* [What you have to do]: In the material below, repeat only the lines from the one that holds "of the bridge" through the final line, exactly as they stand.

* [Records to use]:
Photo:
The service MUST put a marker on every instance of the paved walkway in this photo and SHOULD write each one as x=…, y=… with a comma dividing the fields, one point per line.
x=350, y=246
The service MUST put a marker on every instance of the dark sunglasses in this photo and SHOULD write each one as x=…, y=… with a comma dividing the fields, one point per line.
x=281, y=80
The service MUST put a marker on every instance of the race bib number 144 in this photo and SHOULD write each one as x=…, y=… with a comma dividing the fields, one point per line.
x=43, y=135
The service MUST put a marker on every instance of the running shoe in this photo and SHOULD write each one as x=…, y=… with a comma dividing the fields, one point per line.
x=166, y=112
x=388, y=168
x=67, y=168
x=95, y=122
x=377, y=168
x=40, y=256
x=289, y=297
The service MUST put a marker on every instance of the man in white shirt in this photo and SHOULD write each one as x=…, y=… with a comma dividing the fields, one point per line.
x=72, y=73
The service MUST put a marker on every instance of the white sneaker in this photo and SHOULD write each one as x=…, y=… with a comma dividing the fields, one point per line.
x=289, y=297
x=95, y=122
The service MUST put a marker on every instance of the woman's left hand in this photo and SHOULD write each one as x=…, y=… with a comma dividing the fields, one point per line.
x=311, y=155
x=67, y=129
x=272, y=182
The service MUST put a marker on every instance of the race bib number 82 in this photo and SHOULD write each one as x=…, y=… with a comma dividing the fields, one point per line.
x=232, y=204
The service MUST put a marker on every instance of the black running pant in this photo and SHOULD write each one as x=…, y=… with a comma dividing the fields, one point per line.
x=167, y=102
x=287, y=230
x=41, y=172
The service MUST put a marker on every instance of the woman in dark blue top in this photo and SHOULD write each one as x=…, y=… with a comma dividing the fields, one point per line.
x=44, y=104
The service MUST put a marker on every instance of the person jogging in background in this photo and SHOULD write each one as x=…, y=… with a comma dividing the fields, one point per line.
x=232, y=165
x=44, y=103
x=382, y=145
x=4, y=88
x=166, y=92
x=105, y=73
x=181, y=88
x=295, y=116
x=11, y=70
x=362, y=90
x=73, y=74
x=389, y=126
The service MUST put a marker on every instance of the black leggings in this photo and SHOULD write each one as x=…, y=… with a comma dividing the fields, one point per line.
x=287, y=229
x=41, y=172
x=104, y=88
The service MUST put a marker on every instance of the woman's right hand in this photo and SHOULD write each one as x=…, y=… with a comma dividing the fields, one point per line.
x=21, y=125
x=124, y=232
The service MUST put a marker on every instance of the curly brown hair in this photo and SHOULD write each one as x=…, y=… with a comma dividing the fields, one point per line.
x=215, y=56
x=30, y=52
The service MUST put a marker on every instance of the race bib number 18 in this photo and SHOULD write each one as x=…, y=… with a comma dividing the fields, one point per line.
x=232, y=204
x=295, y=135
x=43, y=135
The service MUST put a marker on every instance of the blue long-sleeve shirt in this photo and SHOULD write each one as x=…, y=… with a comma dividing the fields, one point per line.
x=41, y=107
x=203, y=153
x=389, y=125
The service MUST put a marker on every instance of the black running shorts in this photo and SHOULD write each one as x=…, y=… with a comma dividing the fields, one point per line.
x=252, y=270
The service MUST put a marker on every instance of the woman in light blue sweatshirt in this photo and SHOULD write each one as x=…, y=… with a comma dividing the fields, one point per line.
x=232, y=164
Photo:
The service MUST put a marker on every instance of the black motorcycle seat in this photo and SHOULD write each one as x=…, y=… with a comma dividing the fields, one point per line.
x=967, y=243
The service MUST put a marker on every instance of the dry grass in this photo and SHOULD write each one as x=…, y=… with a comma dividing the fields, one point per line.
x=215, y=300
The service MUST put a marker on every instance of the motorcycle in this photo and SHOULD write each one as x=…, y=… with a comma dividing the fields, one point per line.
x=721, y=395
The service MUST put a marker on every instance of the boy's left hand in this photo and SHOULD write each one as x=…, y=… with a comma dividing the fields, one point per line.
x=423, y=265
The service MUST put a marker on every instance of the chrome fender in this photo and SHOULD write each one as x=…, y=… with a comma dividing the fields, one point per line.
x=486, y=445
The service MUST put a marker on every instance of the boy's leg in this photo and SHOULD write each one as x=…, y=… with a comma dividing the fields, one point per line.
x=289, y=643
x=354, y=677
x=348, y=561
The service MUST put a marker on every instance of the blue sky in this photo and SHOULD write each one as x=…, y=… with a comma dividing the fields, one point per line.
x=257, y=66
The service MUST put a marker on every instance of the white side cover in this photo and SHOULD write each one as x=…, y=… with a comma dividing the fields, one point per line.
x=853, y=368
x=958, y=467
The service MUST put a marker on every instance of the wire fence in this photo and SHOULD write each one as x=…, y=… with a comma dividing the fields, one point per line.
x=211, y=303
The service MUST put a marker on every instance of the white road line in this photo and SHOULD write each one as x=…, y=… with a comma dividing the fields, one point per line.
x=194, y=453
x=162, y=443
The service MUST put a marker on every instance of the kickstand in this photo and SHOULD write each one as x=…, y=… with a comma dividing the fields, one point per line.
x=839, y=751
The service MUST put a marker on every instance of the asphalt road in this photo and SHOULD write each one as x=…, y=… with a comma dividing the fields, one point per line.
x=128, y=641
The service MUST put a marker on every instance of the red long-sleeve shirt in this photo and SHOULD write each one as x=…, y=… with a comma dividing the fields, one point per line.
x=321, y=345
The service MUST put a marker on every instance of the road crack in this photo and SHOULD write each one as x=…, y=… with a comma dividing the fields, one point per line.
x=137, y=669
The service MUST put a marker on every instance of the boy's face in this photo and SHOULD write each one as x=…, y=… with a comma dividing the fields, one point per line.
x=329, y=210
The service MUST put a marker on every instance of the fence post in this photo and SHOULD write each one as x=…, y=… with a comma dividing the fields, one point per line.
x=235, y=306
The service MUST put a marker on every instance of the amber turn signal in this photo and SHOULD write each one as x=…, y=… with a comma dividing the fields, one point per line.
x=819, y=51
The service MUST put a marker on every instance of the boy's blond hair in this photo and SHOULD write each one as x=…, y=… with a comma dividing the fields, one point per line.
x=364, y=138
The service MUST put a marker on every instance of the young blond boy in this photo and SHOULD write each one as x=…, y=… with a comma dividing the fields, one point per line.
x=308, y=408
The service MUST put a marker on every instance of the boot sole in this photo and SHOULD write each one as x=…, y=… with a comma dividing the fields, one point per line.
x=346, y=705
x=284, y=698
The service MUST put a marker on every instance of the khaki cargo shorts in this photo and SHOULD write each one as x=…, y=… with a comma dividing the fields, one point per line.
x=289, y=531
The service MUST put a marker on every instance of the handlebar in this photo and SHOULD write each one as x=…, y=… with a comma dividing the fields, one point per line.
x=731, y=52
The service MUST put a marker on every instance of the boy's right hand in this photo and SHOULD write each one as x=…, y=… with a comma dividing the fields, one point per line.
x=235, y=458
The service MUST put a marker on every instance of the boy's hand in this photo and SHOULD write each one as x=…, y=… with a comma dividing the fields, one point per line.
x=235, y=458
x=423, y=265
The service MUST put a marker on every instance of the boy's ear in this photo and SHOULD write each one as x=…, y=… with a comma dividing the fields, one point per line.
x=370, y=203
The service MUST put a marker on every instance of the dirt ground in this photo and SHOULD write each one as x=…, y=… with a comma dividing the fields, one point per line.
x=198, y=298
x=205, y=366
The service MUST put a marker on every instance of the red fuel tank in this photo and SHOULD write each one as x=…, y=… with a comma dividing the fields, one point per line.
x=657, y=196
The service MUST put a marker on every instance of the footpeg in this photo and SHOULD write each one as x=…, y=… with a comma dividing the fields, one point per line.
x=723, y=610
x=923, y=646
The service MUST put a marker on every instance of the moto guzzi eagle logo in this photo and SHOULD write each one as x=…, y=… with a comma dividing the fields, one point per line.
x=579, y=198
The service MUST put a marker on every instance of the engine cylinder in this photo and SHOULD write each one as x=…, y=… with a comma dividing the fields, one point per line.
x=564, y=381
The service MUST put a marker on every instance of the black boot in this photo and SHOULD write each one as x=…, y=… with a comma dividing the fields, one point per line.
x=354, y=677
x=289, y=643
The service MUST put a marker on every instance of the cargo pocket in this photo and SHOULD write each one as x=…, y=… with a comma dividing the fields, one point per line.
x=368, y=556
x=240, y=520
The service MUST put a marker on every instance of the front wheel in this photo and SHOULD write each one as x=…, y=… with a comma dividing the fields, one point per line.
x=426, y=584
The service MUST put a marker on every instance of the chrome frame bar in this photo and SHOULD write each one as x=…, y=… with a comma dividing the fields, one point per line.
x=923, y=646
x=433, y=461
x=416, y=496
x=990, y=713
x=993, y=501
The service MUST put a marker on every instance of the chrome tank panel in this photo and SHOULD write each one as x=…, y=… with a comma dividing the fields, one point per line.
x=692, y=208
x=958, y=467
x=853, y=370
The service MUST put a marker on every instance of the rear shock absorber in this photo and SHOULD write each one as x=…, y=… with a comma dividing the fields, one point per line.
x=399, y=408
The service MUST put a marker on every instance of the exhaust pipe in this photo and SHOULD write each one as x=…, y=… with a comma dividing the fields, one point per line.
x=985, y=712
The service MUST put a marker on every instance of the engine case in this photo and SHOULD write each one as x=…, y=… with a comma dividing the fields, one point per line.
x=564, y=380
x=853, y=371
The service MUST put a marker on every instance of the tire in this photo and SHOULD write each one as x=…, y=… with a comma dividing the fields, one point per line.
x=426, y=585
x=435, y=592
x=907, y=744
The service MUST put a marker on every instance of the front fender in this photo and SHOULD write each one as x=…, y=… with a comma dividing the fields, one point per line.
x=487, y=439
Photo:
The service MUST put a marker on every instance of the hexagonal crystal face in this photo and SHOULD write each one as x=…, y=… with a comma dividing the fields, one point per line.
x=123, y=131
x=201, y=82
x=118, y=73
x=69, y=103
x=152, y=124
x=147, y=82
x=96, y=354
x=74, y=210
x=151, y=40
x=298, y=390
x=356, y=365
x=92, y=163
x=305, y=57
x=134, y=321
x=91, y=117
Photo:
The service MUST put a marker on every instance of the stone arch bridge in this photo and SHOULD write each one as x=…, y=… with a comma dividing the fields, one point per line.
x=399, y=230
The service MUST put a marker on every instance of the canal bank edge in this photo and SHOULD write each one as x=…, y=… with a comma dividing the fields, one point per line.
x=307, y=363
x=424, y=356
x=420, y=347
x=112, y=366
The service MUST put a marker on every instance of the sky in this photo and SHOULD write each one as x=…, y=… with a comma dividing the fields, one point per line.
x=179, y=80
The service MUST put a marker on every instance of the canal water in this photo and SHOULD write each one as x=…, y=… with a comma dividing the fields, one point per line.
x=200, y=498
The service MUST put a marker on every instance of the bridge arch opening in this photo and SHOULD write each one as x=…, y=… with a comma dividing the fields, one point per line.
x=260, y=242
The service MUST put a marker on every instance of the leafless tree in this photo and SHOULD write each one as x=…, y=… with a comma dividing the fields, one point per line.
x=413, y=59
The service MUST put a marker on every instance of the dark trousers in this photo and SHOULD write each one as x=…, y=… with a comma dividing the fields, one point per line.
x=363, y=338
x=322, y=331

* [Response for this exercise]:
The service MUST put a marker on every instance of the bridge arch opening in this photo and SHOULD write each one as x=…, y=… with a comma dividing the fields, one point per line.
x=260, y=242
The service MUST put a marker on every instance of the leafless tree in this photo and SHOULD write each one as x=…, y=… with a comma dividing the fields, one point per line.
x=413, y=59
The service MUST put a marker on every instance of the dark trousers in this photo and SHOULD write each one as x=…, y=… with a comma dividing the fields, one point per line.
x=363, y=338
x=322, y=331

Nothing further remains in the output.